▶ [THE PROBLEM]:
Extract every line of the material below and reproduce it faithfully.

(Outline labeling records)
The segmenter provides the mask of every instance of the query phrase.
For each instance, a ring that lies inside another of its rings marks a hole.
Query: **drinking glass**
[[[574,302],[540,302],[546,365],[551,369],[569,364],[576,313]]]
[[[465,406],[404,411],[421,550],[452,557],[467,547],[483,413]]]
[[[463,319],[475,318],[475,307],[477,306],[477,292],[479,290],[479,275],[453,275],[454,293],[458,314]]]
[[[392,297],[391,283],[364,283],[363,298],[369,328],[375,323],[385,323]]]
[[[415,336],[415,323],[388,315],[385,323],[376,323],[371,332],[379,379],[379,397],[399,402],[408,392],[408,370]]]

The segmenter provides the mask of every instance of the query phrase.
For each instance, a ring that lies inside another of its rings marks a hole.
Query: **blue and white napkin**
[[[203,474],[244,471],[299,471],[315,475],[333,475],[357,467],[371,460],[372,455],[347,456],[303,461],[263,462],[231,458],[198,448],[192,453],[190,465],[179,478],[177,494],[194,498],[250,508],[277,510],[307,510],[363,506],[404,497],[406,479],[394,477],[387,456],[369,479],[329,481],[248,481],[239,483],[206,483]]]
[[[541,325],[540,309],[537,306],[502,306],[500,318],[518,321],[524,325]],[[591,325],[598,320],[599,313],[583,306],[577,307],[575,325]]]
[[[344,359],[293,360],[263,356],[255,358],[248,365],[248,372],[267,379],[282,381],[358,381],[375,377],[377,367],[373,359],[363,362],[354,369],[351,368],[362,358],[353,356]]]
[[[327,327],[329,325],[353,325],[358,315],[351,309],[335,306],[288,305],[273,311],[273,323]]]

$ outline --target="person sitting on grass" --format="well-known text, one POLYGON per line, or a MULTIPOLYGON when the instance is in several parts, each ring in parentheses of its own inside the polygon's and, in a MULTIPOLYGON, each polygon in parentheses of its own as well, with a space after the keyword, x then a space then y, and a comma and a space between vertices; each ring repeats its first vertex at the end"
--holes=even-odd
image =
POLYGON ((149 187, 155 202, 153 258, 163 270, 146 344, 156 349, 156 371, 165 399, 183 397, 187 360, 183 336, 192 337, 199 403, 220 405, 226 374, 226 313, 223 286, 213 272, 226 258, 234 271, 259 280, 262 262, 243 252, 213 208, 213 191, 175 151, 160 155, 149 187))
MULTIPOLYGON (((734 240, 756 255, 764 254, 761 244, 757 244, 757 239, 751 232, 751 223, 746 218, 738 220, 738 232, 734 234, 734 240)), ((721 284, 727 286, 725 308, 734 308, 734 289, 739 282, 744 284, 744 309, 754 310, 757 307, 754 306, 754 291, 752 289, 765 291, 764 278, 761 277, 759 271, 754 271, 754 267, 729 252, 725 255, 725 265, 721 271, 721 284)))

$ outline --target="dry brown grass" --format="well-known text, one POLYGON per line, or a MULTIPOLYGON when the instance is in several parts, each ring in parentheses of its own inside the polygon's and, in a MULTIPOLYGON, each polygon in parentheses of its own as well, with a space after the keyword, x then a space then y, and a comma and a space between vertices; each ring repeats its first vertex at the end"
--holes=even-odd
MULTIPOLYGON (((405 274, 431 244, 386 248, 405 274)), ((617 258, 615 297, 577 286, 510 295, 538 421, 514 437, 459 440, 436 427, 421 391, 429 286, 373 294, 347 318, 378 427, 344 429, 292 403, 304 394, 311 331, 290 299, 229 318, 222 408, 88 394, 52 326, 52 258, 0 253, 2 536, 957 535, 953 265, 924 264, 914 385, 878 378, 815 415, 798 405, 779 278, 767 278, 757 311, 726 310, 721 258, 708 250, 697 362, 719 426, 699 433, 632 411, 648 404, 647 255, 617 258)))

▶ [FINAL RESULT]:
The segmenter provides the mask of every instance of the query phrase.
For each instance, a ring that lies inside another of its rings marks a hole.
Query: **drinking glass**
[[[574,302],[540,302],[546,365],[551,369],[569,364],[576,313]]]
[[[465,406],[404,411],[421,550],[452,557],[467,547],[483,413]]]
[[[463,319],[475,318],[475,307],[477,306],[477,292],[479,290],[479,275],[453,275],[454,293],[458,314]]]
[[[392,297],[391,283],[364,283],[363,298],[369,328],[375,323],[385,323]]]
[[[415,336],[415,323],[388,315],[385,323],[376,323],[371,332],[379,379],[379,397],[399,402],[408,392],[408,370]]]

The segmenter provides the mask of every instance of the query phrase.
For each instance, a ring that lies inside another of its rings marks a hole.
Query: **blue and white napkin**
[[[203,474],[244,471],[299,471],[315,475],[333,475],[357,467],[371,460],[372,455],[347,456],[303,461],[263,462],[231,458],[198,448],[192,453],[190,465],[179,478],[177,494],[194,498],[250,508],[277,510],[307,510],[363,506],[404,497],[406,479],[394,477],[387,456],[369,479],[329,481],[248,481],[239,483],[206,483]]]
[[[541,325],[540,309],[537,306],[502,306],[500,318],[518,321],[524,325]],[[591,325],[598,320],[599,313],[583,306],[577,307],[575,325]]]
[[[344,359],[293,360],[263,356],[255,358],[248,365],[248,372],[267,379],[282,381],[358,381],[375,377],[377,367],[373,359],[363,362],[354,369],[351,368],[362,358],[353,356]]]
[[[327,327],[329,325],[353,325],[358,315],[351,309],[335,306],[288,305],[273,311],[273,323]]]

$ outline --target="person sitting on grass" --format="well-known text, one POLYGON per line, or a MULTIPOLYGON when the instance is in several parts, each ring in parentheses of its own inside the polygon's and, in a MULTIPOLYGON, each polygon in parentheses of its own as well, with a space after the keyword, x then a space then y, and a comma and a space between vertices; each ring repeats its first vertex at the end"
--holes=even-odd
image =
POLYGON ((149 187, 155 202, 153 258, 163 270, 146 344, 156 349, 156 371, 165 399, 183 397, 187 360, 183 336, 192 337, 199 403, 220 405, 226 374, 226 313, 223 286, 213 272, 226 258, 234 271, 259 280, 262 262, 243 252, 213 208, 213 191, 175 151, 160 155, 149 187))
MULTIPOLYGON (((734 240, 756 255, 764 254, 761 244, 757 244, 757 239, 751 232, 751 223, 746 218, 738 220, 738 232, 734 234, 734 240)), ((721 284, 727 286, 725 308, 734 308, 734 289, 739 282, 744 284, 744 309, 754 310, 757 307, 754 306, 754 291, 752 289, 765 291, 764 278, 761 277, 759 271, 754 271, 754 267, 729 252, 725 255, 725 265, 721 271, 721 284)))

$ outline --target="dry brown grass" --format="well-known text, one POLYGON per line, or a MULTIPOLYGON when the instance is in several parts, each ring in parentheses of its own inside the polygon's and, in a MULTIPOLYGON, each polygon in parentheses of its own as well, with a space after the keyword, x then a space then y, and a comma and a space between vertices; each ring repeats its first vertex at the end"
--holes=even-odd
MULTIPOLYGON (((405 274, 431 244, 386 248, 405 274)), ((617 258, 615 297, 577 286, 510 295, 538 421, 514 437, 459 440, 436 427, 421 391, 429 286, 373 294, 347 318, 378 427, 344 429, 292 403, 304 394, 311 331, 290 299, 229 318, 222 408, 88 394, 52 326, 52 258, 0 253, 2 536, 957 535, 953 265, 924 264, 914 385, 878 378, 815 415, 798 405, 779 278, 767 278, 757 311, 726 310, 721 258, 708 250, 697 362, 719 426, 699 433, 632 411, 648 404, 647 255, 617 258)))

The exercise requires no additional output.